ASSIGNED TASK 1:
Answer these questions about the Substring documentation:
(a) Is the start position 0-indexed or 1-indexed?
(b) What is the default value of the length parameter?
(c) In the example, what value appears in substring_column for the input "skyscraper"?
ASSIGNED TASK 2:
Summarize the Substring documentation in two sentences.
ASSIGNED TASK 3:
Quote the Substring documentation word for word, beginning at the words "Positive int. Defines" and stopping after "end of string.".

SELECTED TEXT:
________________________
Skip to content

Substring

Extracts a substring from a string column starting at the given position.

koheesio.spark.transformations.strings.substring.Substring #

Extracts a substring from a string column starting at the given position.

This is a wrapper around PySpark substring() function

Notes
  • Numeric columns will be cast to string
  • start is 1-indexed, not 0-indexed!

Parameters:

Name Type Description Default
columns Union[str, List[str]]

The column (or list of columns) to substring. Alias: column

required
target_column Optional[str]

The column to store the result in. If not provided, the result will be stored in the source column. Alias: target_suffix - if multiple columns are given as source, this will be used as a suffix.

None
start PositiveInt

Positive int. Defines where to begin the substring from. The first character of the field has index 1!

required
length Optional[int]

Optional. If not provided, the substring will go until end of string.

-1
Example
Extract a substring from a string column starting at the given position.#

input_df:

column
skyscraper
output_df = Substring(
    column="column",
    target_column="substring_column",
    start=3,  # 1-indexed! So this will start at the 3rd character
    length=4,
).transform(input_df)

output_df:

column substring_column
skyscraper yscr

length class-attribute instance-attribute #

length: Optional[int] = Field(
    default=-1,
    description="The target length for the string. use -1 to perform until end",
)

start class-attribute instance-attribute #

start: PositiveInt = Field(
    default=..., description="The starting position"
)

func #

func(column: Column)
Source code in src/koheesio/spark/transformations/strings/substring.py
def func(self, column: Column):
    return when(column.isNull(), None).otherwise(substring(column, self.start, self.length)).cast(StringType())
________________________
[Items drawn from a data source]
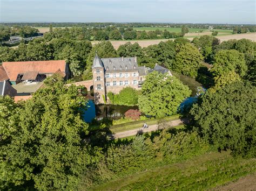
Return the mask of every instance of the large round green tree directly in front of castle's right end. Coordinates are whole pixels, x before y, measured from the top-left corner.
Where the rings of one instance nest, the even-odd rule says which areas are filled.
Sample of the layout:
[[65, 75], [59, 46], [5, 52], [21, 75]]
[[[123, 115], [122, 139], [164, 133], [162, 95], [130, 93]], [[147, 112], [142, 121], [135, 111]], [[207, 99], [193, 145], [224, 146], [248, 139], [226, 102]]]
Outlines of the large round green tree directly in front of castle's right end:
[[138, 100], [139, 110], [153, 117], [173, 115], [190, 94], [191, 90], [176, 77], [152, 72], [143, 83]]

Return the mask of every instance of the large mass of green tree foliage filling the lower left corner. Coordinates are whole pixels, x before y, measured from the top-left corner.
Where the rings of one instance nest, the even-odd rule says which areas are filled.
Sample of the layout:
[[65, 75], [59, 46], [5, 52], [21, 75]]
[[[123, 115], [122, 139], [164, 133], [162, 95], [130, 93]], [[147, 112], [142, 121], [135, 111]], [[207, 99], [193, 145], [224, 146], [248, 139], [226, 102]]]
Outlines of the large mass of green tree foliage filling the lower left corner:
[[76, 188], [93, 154], [82, 141], [88, 125], [80, 110], [86, 101], [78, 93], [54, 74], [25, 102], [0, 97], [2, 186]]

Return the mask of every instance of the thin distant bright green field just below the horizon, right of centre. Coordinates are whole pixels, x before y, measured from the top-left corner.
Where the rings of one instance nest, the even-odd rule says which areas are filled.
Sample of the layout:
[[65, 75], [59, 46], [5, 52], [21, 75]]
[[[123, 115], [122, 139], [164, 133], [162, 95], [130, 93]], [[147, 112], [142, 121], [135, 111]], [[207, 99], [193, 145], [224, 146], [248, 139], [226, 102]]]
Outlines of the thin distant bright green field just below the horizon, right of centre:
[[[167, 30], [169, 32], [181, 32], [181, 28], [179, 27], [134, 27], [134, 30], [137, 31], [155, 31], [155, 30], [160, 30], [160, 31], [164, 31]], [[213, 29], [214, 30], [214, 29]], [[210, 30], [208, 29], [200, 29], [200, 28], [188, 28], [189, 32], [210, 32]], [[222, 30], [222, 29], [217, 29], [214, 31], [218, 31], [218, 32], [225, 32], [225, 33], [232, 33], [233, 30]]]

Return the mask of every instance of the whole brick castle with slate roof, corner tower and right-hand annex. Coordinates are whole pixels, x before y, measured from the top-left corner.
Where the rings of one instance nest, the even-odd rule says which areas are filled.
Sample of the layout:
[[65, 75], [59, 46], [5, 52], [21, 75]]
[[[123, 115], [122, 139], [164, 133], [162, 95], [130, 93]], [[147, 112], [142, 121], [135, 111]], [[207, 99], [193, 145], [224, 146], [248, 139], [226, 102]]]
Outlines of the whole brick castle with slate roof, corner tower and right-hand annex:
[[95, 103], [104, 103], [107, 93], [119, 93], [124, 87], [140, 89], [145, 77], [154, 70], [172, 75], [170, 70], [156, 65], [154, 69], [138, 66], [137, 57], [102, 58], [96, 53], [92, 65]]

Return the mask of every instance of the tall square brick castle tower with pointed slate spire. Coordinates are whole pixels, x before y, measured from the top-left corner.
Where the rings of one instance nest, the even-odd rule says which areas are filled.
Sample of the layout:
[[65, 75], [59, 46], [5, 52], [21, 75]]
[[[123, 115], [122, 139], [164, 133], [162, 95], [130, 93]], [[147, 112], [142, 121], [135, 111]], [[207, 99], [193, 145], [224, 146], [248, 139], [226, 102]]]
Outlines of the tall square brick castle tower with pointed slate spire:
[[92, 64], [92, 79], [95, 104], [104, 103], [106, 99], [105, 73], [103, 62], [97, 53]]

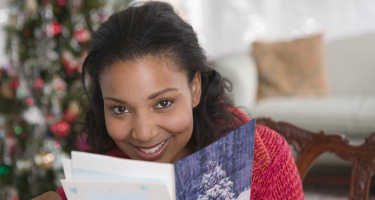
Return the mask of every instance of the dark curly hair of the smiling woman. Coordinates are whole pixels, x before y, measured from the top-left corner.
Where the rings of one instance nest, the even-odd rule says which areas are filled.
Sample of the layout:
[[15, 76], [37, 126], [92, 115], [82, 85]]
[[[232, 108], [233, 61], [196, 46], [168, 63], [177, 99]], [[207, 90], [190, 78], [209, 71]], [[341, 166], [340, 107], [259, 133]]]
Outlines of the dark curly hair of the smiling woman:
[[[178, 70], [186, 72], [189, 83], [195, 72], [201, 74], [201, 98], [193, 108], [193, 132], [187, 143], [192, 151], [234, 129], [233, 123], [242, 122], [228, 109], [233, 106], [225, 96], [225, 90], [231, 89], [230, 82], [209, 67], [192, 27], [170, 4], [148, 1], [112, 14], [92, 34], [81, 79], [90, 102], [83, 129], [89, 151], [103, 153], [115, 146], [105, 127], [100, 74], [116, 61], [134, 61], [146, 56], [169, 58]], [[90, 92], [85, 86], [85, 72], [92, 81]]]

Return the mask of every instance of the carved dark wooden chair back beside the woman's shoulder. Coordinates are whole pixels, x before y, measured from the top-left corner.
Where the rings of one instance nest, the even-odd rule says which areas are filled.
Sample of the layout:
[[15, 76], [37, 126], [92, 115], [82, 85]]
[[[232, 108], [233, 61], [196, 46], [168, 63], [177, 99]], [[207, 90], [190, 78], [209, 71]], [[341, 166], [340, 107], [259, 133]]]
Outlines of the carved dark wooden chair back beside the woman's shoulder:
[[314, 133], [270, 118], [257, 118], [256, 123], [272, 128], [295, 148], [296, 165], [302, 180], [323, 152], [332, 152], [341, 159], [352, 161], [349, 199], [368, 199], [370, 179], [375, 172], [375, 132], [363, 144], [354, 146], [340, 133]]

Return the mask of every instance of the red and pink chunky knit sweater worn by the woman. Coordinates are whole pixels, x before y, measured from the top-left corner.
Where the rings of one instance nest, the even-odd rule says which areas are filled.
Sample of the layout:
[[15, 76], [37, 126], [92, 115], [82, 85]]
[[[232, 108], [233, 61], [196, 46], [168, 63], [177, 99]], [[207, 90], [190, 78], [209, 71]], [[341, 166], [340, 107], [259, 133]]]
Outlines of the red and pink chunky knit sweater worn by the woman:
[[[250, 120], [238, 108], [234, 112], [244, 122]], [[129, 158], [119, 148], [107, 155]], [[66, 200], [62, 187], [57, 193]], [[303, 199], [302, 183], [288, 143], [274, 130], [259, 124], [255, 126], [250, 199]]]

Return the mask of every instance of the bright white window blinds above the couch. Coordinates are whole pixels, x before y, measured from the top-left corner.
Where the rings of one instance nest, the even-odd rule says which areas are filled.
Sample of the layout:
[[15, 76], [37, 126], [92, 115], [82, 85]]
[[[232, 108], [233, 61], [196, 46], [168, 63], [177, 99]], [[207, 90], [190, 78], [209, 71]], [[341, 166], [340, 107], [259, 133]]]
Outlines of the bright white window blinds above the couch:
[[325, 42], [375, 32], [375, 0], [183, 0], [213, 57], [249, 50], [255, 39], [323, 32]]

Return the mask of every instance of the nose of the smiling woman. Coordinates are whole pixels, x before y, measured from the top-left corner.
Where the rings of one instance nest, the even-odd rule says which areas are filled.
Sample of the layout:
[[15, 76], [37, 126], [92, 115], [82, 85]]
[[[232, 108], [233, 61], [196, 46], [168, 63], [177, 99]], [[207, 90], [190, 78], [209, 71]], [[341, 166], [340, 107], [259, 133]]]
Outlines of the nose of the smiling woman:
[[148, 111], [138, 112], [134, 116], [132, 137], [142, 142], [149, 141], [157, 135], [155, 117]]

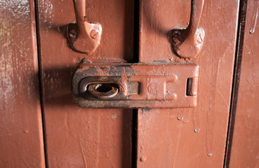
________________________
TASK OUTPUT 1:
(a) 1-indexed.
(b) -1.
(c) yscr

TASK OUTPUT 2:
Substring is a wrapper around the PySpark substring() function that extracts a substring from a string column, starting at a 1-indexed position, and casts numeric columns to string. It stores the result in target_column, or in the source column if no target is given, and takes the substring to the end of the string when no length is given.

TASK OUTPUT 3:
Positive int. Defines where to begin the substring from. The first character of the field has index 1!

required
length Optional[int]

Optional. If not provided, the substring will go until end of string.